Reading passage:

-- Opening Marker --

Those images, combined with shocking statistics on the number of abortions being performed and updates on medical advances that have led to earlier viability of unborn babies, are leading the U.K. to reconsider its abortion laws. Earlier this week, the author of Britain's 1967 Abortion Act, David Steel, said the law was wrongly based upon the assumption that fetuses can't survive outside the womb before 28 weeks. "Since then," he wrote in The Guardian newspaper, "medical science has continued to advance, recording survivals at 22 weeks of pregnancy, and lurid publicity has been given to 'botched' late abortions." (In 1990, the Human Fertilization and Embryology Act prohibited abortion before 24 weeks. Pro-life activists had been pushing for a 22-week limit.)

He told the BBC, "I think people find it very repugnant to think you are getting close to the point where you are not dealing with a fetus but with the possibility of a baby." (The possibility of a baby? Considering the possibility of a baby is something people do before conception. Considering definitions of life and personhood is what's happening in this debate.)

Prime Minister Tony Blair has supported a review of the law. "I have not had an opportunity myself to study in detail the evidence that has been provided," he told Parliament this week. "But I am sure that if the situation does change then it would be advisable for us to have another look at the whole question. If the scientific evidence has shifted then it is obviously sensible for us to take that into account."

-- Closing Marker --

Work request 1: In the passage on Britain's abortion law, at what point in pregnancy does David Steel say medical science has recorded survivals?
Work request 2: Resume the passage on Britain's abortion law, picking up right after its final sentence.
The material that comes next is separate from the passage on Britain's abortion law.

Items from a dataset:
-- Opening Marker --

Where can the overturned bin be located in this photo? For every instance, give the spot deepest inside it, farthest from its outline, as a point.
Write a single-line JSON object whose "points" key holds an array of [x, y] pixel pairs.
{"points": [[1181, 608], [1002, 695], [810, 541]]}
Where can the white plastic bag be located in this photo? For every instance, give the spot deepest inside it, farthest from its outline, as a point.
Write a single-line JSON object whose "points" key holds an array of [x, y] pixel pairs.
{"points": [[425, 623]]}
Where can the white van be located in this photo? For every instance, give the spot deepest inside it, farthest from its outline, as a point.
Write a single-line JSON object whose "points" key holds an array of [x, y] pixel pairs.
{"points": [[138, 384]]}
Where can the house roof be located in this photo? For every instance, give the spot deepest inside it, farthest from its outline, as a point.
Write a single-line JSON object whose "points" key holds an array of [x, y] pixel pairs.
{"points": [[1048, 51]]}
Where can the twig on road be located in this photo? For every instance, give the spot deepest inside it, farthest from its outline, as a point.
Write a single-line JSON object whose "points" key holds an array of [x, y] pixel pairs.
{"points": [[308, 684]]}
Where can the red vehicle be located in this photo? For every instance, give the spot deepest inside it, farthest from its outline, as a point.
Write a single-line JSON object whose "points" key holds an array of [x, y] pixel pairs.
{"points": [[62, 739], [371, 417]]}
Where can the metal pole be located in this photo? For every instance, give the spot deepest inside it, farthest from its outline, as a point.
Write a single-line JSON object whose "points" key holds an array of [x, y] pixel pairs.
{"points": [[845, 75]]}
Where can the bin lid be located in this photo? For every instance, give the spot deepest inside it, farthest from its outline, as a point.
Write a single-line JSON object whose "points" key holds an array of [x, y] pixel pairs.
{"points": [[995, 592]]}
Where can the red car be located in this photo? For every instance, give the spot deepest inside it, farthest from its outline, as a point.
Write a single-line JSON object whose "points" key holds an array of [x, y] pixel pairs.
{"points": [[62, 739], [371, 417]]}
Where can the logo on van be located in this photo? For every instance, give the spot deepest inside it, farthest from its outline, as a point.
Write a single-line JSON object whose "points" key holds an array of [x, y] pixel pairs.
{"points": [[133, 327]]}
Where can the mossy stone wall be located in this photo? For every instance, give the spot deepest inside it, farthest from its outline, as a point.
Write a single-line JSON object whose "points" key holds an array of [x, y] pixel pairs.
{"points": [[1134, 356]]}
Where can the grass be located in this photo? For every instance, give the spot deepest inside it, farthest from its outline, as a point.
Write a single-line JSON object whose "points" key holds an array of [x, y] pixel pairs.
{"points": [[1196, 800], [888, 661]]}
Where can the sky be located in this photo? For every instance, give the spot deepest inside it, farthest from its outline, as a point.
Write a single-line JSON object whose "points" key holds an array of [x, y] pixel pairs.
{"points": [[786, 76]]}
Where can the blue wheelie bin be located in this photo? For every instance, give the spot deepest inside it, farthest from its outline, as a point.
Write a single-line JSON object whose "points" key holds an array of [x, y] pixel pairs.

-- Closing Marker --

Response 1: At 22 weeks of pregnancy.

Response 2:
The BBC reports that Steel wants to push the limit back as early as week 12.

The Times of London reports, "In 2002, the latest year for which figures are available, 2,753 abortions were carried out [in Britain] at between the 20th and the 24th week of gestation."

Viability has been a key part of U.S. abortion law as well. In Roe v. Wade, the Supreme Court ruled that the government's interest in protecting human life becomes compelling when the fetus is viable outside the mother's womb. In Roe, the court put that date at six months. Later Court cases, such as the 1992 Planned Parenthood v. Casey, made the viability test less clear. States are still prohibited from banning abortions before fetal viability. But it's still hard to ban post-viability abortions, because the Court says even viable fetal life can be destroyed "to preserve the . . . health of the mother." Pro-life groups have noted that this renders the viability issue meaningless.

In discussing partial-birth abortion, for example, physician Warren Hern told a New Jersey newspaper, "I will certify that any pregnancy is a threat to a woman's life and could cause grievous injury to her physical health."

But as the debate in the U.K. signifies, the world is changing. Those ultrasound photos have potential to reignite debate over personhood on this side of the Atlantic, too. Fighting the "health of the mother" catch-all in light of astounding photos and earlier viability is no insurmountable task. At 12 weeks inside the womb, babies are taking their first steps. It's time for the pro-life movement to start taking its next ones.